**** PROVIDED TEXT
Head and Neck squamous cell carcinomas (HNSCC)

Our main biological focus is cancer, specifically head and neck cancers (HNSCC), with a particular focus on human papillomavirus (HPV)-associated oropharyngeal and oral cavity cancers. Oropharyngeal cancers are interesting because they represent one of the only tumor sites where we can study molecular differences between chemical-induced and viral-induced tumors (i.e. due to smoking versus HPV). changes.

In collaboration with the Rozek Lab, we study the molecular signatures (genetic, transcriptomic, and epigenomic) between HPV-positive and HPV-negative oropharyngeal and oral cavity tumors, with the goal of identifying novel biomarkers for prognosis and/or treatment. We were the first to characterize two main subtypes of HPV-positive oral cancers (IMU and KRT), in terms of pathways, CNAs, mutations, and HPV gene expression.

We found most of the differences can be explained by HPV integration into the host genome (see Figure 2 for associations with HPV integration status), and that HPV integration status appears to be a marker of prognosis with patients lacking HPV integration having better survival. We are now beginning to focus on the role of the shorter isoforms of the HPV E6 oncogene, E6*, in HPV-positive cancers (Figure 3) and other potential molecular markers for precision therapy.

In addition, we are studying the progression characteristics of oral dysplasias, prediction of risk based on multi-factorial genomic/clinical variables, and the early molecular events leading to oral cancer.


Epigenetics is defined as the study of heritable traits due to a mechanism other than the DNA itself. Epigenomics studies marks such as DNA methylation and modifications to histone tails. Over the past few years, the field of epigenomics has been revolutionized by a myriad of new high-throughput approaches to assess genome-wide epigenetic marks. These technologies have led to several exciting discoveries of aberrant epigenetic marks in diseases such as cancers, where important epigenetic events often occur early in the carcinogenic process. These include hydroxymethylation (5hmC), which is the first step in the DNA demethylation pathway.

We are studying what information about tumors and clinical outcomes DNA methylation and 5hmC signatures can tell us. Our lab developed an R package, methylSig, for testing for differential methylated CpGs and regions for whole-genome or reduced representation bisulfite sequencing experiments, and a program, mint, to integrate methylation and 5hmC data.
********
**** RECORDS PROVIDED
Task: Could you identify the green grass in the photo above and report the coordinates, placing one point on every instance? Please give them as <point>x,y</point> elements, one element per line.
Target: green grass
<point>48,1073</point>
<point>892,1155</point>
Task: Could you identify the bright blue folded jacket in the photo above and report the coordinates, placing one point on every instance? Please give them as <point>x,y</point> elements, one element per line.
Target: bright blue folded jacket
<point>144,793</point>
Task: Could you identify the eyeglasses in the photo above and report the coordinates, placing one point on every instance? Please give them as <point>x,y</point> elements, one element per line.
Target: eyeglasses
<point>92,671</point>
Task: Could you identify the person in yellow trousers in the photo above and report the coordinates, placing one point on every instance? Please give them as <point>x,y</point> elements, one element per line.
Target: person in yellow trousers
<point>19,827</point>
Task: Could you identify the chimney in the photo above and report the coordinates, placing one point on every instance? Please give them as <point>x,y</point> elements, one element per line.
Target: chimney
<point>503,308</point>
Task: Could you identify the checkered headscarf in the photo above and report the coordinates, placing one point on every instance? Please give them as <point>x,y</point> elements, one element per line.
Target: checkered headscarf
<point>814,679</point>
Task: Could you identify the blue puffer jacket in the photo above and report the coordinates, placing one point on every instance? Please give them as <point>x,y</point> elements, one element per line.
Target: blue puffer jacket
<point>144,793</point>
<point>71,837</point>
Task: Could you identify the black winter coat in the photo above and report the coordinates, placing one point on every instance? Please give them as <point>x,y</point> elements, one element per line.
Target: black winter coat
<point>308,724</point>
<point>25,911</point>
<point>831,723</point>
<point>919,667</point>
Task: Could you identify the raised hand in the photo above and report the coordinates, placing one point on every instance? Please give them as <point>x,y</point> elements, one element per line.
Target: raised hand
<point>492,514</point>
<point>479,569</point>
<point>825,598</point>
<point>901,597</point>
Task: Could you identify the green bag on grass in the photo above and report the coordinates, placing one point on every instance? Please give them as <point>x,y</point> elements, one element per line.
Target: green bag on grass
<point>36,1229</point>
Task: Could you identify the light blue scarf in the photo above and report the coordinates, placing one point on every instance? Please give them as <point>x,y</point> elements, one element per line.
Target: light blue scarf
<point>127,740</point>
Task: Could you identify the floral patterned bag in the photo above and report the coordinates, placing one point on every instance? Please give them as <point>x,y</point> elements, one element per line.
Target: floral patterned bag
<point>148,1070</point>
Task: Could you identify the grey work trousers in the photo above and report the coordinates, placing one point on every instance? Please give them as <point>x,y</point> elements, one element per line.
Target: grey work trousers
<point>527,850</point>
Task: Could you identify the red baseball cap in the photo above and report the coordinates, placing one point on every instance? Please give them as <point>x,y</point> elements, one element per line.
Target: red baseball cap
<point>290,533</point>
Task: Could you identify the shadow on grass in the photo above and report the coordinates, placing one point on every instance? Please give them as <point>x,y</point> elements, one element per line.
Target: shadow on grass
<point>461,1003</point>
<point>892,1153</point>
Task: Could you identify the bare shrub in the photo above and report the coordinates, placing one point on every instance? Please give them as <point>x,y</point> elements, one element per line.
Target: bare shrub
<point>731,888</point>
********
YOUR OBJECTIVE
Write out, word for word, everything in the head and neck cancer text from "We found most" down to "to oral cancer.". Use only the text on head and neck cancer research, not the data.

ANSWER BELOW
We found most of the differences can be explained by HPV integration into the host genome (see Figure 2 for associations with HPV integration status), and that HPV integration status appears to be a marker of prognosis with patients lacking HPV integration having better survival. We are now beginning to focus on the role of the shorter isoforms of the HPV E6 oncogene, E6*, in HPV-positive cancers (Figure 3) and other potential molecular markers for precision therapy.

In addition, we are studying the progression characteristics of oral dysplasias, prediction of risk based on multi-factorial genomic/clinical variables, and the early molecular events leading to oral cancer.